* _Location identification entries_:

────

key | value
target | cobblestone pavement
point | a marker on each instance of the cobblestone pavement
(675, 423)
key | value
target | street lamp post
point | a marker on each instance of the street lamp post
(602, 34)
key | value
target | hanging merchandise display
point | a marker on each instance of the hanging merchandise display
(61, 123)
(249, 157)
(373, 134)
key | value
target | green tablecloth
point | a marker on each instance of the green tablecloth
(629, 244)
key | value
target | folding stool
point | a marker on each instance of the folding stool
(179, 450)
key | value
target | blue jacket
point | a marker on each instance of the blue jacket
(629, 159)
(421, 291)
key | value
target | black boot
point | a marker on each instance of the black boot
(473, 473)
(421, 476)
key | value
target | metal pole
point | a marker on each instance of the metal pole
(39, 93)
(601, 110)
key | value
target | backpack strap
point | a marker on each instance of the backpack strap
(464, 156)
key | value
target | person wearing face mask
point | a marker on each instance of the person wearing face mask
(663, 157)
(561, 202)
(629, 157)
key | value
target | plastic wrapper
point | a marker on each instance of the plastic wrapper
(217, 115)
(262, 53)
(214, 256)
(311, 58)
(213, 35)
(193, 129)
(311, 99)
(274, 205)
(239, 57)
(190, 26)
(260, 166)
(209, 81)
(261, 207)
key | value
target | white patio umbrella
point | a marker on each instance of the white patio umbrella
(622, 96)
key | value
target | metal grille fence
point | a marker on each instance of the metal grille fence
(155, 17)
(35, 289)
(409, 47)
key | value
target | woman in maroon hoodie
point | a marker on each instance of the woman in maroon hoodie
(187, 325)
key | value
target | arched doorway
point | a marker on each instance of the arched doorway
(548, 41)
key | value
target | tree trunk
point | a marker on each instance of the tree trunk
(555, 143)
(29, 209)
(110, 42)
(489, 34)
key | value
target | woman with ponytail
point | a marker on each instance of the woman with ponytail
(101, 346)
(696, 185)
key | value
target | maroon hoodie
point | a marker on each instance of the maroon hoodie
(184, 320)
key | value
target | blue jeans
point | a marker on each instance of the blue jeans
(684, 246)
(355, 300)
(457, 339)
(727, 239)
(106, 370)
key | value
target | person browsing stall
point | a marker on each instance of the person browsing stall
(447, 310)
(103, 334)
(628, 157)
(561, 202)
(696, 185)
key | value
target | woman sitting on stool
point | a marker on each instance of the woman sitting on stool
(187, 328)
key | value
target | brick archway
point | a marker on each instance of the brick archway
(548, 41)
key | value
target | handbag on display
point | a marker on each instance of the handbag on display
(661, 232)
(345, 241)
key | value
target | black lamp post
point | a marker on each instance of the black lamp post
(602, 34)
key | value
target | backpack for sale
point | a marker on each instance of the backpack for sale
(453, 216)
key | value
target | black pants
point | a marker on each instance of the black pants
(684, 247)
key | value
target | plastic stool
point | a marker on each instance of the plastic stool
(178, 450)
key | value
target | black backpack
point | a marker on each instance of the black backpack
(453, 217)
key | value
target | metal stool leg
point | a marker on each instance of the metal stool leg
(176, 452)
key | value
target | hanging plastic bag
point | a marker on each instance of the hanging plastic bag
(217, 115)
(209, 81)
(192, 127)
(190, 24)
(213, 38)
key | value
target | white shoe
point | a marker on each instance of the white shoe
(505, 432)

────

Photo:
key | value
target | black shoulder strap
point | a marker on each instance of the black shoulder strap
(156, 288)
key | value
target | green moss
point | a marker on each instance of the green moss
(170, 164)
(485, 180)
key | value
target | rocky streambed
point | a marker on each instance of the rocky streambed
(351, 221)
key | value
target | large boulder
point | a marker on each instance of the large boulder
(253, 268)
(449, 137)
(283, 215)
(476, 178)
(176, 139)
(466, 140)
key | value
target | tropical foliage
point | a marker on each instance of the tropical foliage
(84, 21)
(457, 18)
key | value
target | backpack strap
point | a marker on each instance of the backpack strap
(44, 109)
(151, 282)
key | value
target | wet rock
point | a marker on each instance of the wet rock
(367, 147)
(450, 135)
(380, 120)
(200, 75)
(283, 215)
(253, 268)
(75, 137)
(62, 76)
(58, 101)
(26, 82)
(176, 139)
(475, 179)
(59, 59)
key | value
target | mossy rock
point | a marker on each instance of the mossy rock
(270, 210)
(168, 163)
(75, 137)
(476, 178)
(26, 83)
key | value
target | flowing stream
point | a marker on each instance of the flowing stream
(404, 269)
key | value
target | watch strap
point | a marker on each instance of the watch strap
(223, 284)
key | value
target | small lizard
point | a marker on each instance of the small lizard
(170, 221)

────

Which lines in the entries above contain the string "mossy"? Locate each one and copy it in full, matching case exactly.

target | mossy rock
point | a marker on each instance of the mossy rock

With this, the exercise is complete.